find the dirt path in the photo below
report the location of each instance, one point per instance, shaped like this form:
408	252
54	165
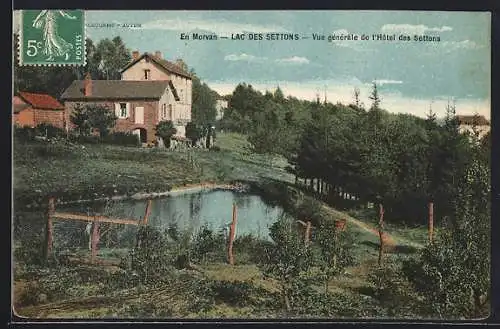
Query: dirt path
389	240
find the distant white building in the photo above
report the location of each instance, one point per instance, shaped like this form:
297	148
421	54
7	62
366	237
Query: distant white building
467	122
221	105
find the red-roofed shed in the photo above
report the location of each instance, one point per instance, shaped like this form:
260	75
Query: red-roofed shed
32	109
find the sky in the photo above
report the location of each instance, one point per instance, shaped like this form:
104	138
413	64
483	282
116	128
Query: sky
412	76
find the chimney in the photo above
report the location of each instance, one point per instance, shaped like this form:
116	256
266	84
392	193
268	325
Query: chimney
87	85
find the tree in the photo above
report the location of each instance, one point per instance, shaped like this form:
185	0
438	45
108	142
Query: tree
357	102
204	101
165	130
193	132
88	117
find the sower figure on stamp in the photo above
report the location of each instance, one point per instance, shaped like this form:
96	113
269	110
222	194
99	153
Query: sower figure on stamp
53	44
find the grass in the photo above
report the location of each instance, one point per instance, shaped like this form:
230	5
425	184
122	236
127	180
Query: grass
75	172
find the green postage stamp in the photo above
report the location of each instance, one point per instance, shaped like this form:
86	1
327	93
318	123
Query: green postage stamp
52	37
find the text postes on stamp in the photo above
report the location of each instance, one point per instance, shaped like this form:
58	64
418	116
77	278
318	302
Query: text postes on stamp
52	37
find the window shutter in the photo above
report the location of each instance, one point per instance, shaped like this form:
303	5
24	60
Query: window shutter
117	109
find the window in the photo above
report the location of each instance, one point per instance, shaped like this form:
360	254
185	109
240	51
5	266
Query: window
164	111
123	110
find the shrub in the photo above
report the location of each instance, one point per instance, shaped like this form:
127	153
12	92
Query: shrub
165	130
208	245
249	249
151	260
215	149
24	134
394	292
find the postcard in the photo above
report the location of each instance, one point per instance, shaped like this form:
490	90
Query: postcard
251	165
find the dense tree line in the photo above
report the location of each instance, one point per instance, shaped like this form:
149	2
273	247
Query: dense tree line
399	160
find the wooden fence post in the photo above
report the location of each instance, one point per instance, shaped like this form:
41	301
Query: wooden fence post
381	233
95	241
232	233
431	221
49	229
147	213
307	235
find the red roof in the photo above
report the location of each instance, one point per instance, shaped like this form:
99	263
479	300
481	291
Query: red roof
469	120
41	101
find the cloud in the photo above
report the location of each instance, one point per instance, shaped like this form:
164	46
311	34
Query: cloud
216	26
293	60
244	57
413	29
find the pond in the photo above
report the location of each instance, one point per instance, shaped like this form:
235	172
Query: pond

++++++++

● **SHORT PROBLEM**
Your copy of the data should match it exactly, except that pictures are left out.

● **TASK SOLUTION**
find the dirt path in the photo below
report the location of each instance, one point per instance, shaped like this form:
408	252
54	165
Query: dirt path
389	240
find the distant white building in the photo above
report the location of each instance, one point per instance, shaped like this form:
297	148
421	54
7	62
366	237
Query: distant white building
467	122
221	105
find the red-roofed shed in the photo above
report the location of each instance, one point per instance, shaped like this form:
260	75
Query: red-roofed shed
32	109
find the sky in the photo above
report the location of each instance, one point per instance, shaped like this form:
104	138
413	64
483	282
116	128
Query: sky
412	76
find the chimney in the photo above
report the location of each instance, one point per instance, shaped like this form:
116	256
266	84
392	193
268	325
Query: chimney
87	85
find the tree in the photo above
report the location of each instance, one point per instance, shaped like this form:
185	0
438	45
108	142
Query: tree
357	102
204	101
165	130
193	132
88	117
find the sower figure on stamp in the photo above
report the location of each instance, one point per instance, shaped like this form:
96	113
269	110
222	194
99	153
Query: sower figure on stamp
53	44
find the grass in the photo above
report the location of each instance, one point per instance, shaped like this form:
230	5
425	184
122	236
127	180
Query: grass
75	172
find the green postage stamp in the photo above
report the location of each instance, one point per instance, shaped like this form:
86	1
327	93
318	123
Query: green postage stamp
52	37
find the text postes on stamp in the photo above
report the location of each instance, one point per instance, shaped like this form:
58	64
418	116
77	278
318	302
Query: text postes on stamp
52	37
find the window shutter in the photo above
report the location of each instance, one point per instance, shaped like this form:
303	5
24	60
Query: window shutter
117	109
find the window in the photo above
report the location of each instance, one point per instance, shaped like this form:
360	254
185	109
240	51
5	266
Query: window
164	111
123	110
find the shrub in the photo above
report the location of each instance, one point per instance, shaped like this form:
127	153
12	92
Query: shrub
165	130
208	245
249	249
151	260
215	149
24	134
394	292
find the postcard in the photo above
report the location of each instance, one point per instance, shaped like this form:
490	90
Query: postcard
251	165
find the dense tree line in the photo above
report the location of each instance, one point per instance, shaped like this form:
149	2
273	247
Query: dense tree line
399	160
find the wooden fence post in the photo above
report the location of each instance, one point per instance, shaped like this form:
41	301
Query: wooden fence post
381	233
95	241
232	233
431	221
49	229
147	213
307	235
find the red roof in the photo above
report the location of each instance, one point per instance, shaped like this form:
99	263
479	300
481	291
Query: red roof
469	120
41	101
find the cloud in the photo above
report the location of each instance, one point per instance, shaped like this form:
164	46
311	34
Query: cloud
216	26
293	60
244	57
413	29
find the pond in the photo above
report the location of each instance, one point per instance, shaped like this form:
235	172
Query: pond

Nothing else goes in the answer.